• _Extract_:
John Apter pictured speaking at the Police Federation Conference last year

Officers should be consulted on whether they want full employment rights, a prominent staff association representative says.

Hampshire Police Federation chairman John Apter has labelled the government’s rejection of the police remuneration review body’s recommendation for a two per cent pay rise next year as “shameful”.

Instead, the Home Office is giving officers a one per cent rise, and a one-off, unfunded, bonus.

Mr Apter said: “They are playing politics with police officer's pay. It's shameful. We need to look at the detail of this announcement but it is clear that there is nothing to celebrate.

"Officers will see this for what it is which is an insult considering officers have had in real terms a 15 per cent cut in pay since 2010.

"Police officers have no employment rights so are limited in how they react to such a kick in the teeth. The government know this and have taken advantage of it.

"With a heavy heart I feel the time has come to ask our members what their views are on police officers having full employment rights.

"This is something I will raise with the national Police Federation of England and Wales colleagues in the coming days."

• _Provided material_:

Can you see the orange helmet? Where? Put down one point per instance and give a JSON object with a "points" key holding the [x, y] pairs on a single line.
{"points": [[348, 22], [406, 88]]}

• _The tasks_:
[a] Decide whether each statement agrees with the article on police pay, answering yes or no and quoting the words of the article that settle it: (i) The Home Office is giving officers a two per cent rise. (ii) Mr Apter says officers have had a 15 per cent real-terms cut in pay since 2010. (iii) Police officers have full employment rights.
[b] From the article on police pay, extract the passage from "Officers should be" up to and including "one-off, unfunded, bonus.".

• _Answers by task_:
[a]
(i) No: "Instead, the Home Office is giving officers a one per cent rise, and a one-off, unfunded, bonus."
(ii) Yes: "officers have had in real terms a 15 per cent cut in pay since 2010"
(iii) No: "Police officers have no employment rights"

[b]
Officers should be consulted on whether they want full employment rights, a prominent staff association representative says.

Hampshire Police Federation chairman John Apter has labelled the government’s rejection of the police remuneration review body’s recommendation for a two per cent pay rise next year as “shameful”.

Instead, the Home Office is giving officers a one per cent rise, and a one-off, unfunded, bonus.